— BEGIN —
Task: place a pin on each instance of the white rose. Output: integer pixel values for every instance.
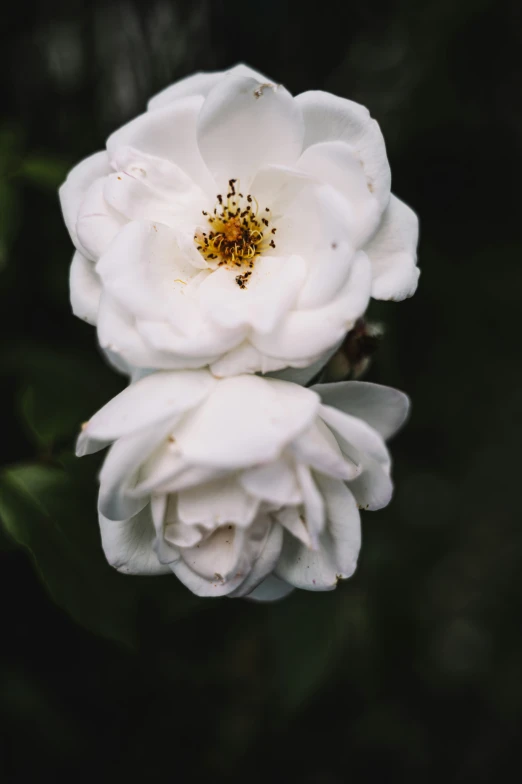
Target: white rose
(234, 226)
(227, 482)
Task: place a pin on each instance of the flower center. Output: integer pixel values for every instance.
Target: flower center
(238, 231)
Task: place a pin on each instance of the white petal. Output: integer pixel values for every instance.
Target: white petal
(263, 564)
(330, 118)
(270, 293)
(159, 396)
(246, 420)
(275, 482)
(383, 408)
(73, 190)
(306, 334)
(216, 503)
(98, 224)
(373, 488)
(174, 531)
(143, 270)
(293, 520)
(129, 544)
(85, 288)
(121, 469)
(245, 125)
(198, 349)
(121, 341)
(168, 133)
(330, 255)
(318, 449)
(339, 545)
(313, 504)
(270, 590)
(304, 375)
(355, 432)
(336, 164)
(222, 562)
(362, 444)
(393, 253)
(199, 84)
(277, 187)
(243, 359)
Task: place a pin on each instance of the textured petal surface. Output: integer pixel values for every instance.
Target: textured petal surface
(383, 408)
(85, 288)
(330, 118)
(199, 84)
(246, 420)
(168, 133)
(393, 253)
(339, 544)
(336, 163)
(159, 396)
(73, 190)
(244, 125)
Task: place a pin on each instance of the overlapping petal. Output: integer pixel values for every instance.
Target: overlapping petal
(228, 482)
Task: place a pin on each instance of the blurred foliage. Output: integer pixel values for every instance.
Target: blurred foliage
(412, 668)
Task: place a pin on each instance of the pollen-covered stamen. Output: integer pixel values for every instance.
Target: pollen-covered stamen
(238, 231)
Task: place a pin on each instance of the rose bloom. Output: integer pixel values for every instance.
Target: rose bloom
(235, 226)
(244, 485)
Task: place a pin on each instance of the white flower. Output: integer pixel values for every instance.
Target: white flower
(234, 226)
(227, 482)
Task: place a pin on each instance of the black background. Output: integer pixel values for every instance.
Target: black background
(410, 670)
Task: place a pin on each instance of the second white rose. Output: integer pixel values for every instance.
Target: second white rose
(235, 226)
(241, 486)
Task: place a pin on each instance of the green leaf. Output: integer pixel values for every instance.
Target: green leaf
(309, 632)
(52, 513)
(9, 219)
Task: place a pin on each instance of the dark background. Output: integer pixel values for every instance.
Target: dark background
(411, 669)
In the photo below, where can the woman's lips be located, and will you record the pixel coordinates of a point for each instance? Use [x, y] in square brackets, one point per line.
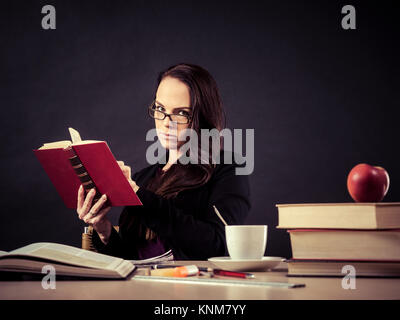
[167, 135]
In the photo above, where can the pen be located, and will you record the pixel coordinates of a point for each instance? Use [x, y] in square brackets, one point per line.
[176, 271]
[217, 272]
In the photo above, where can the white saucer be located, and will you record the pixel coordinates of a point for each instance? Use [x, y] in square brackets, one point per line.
[262, 264]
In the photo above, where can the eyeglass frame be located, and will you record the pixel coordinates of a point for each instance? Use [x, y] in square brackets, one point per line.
[150, 108]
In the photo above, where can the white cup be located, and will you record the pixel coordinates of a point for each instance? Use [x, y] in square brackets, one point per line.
[246, 242]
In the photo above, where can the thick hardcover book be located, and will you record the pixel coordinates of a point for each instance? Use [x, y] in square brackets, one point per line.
[90, 163]
[381, 215]
[338, 268]
[67, 261]
[383, 245]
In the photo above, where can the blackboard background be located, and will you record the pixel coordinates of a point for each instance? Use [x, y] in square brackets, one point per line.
[321, 99]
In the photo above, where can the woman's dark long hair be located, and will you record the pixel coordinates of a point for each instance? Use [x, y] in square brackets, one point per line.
[207, 113]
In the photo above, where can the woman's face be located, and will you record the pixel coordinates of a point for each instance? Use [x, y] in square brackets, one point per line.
[172, 97]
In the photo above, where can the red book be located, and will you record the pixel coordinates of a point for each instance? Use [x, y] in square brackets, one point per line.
[90, 163]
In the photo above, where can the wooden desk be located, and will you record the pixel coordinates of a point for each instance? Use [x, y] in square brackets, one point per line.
[316, 288]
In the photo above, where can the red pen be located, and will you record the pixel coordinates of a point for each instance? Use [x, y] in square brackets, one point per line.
[236, 274]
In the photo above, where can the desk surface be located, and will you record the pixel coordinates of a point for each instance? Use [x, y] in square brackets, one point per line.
[316, 288]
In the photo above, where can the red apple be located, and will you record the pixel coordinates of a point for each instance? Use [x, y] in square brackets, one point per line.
[367, 183]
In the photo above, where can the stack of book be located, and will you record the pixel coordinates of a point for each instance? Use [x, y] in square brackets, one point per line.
[326, 237]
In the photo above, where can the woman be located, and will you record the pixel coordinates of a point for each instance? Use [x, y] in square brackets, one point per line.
[178, 199]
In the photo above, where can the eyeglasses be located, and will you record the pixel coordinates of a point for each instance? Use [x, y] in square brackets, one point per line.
[157, 114]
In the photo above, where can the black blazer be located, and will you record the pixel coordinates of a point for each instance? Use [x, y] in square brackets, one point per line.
[187, 224]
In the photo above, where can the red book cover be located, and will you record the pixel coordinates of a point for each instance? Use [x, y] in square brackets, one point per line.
[101, 166]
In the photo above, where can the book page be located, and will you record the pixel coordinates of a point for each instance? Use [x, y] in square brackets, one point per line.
[75, 136]
[167, 256]
[58, 144]
[69, 255]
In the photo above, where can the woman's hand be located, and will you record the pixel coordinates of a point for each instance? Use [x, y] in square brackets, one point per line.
[94, 215]
[127, 173]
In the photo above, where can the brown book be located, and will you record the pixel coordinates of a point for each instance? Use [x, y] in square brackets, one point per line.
[67, 261]
[339, 215]
[345, 244]
[333, 268]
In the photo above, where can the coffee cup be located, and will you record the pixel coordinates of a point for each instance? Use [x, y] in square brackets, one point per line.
[246, 241]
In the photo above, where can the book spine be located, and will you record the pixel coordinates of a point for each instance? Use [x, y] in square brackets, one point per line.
[82, 173]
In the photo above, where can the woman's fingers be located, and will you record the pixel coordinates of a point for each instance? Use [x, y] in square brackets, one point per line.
[125, 169]
[87, 203]
[94, 220]
[81, 198]
[95, 210]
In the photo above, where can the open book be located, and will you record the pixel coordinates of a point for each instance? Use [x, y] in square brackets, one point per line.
[90, 163]
[66, 260]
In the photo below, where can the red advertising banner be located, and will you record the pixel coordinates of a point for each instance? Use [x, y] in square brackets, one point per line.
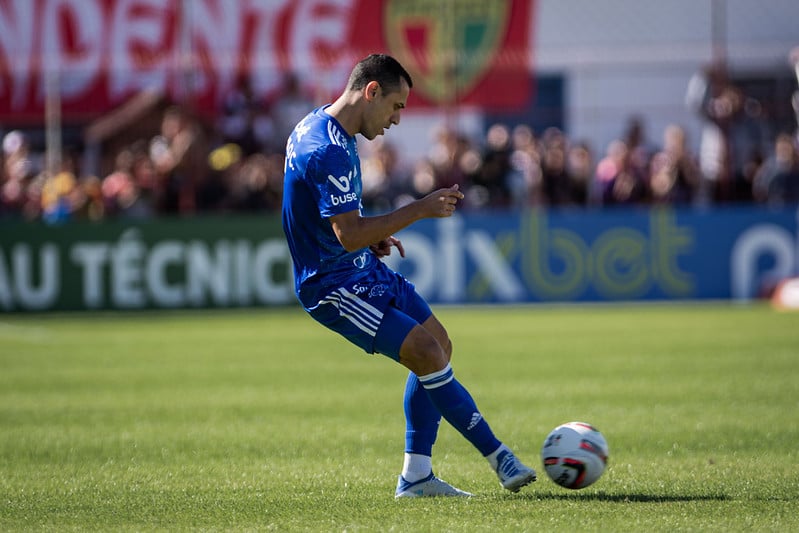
— END —
Pull out every line of the data that contains the string "stamen", treating uppercase and lowercase letters as distinct.

Task: place a pin on each instance of the pollen-covered stamen. Output: integer pixel values for every instance.
Target: pollen-covered stamen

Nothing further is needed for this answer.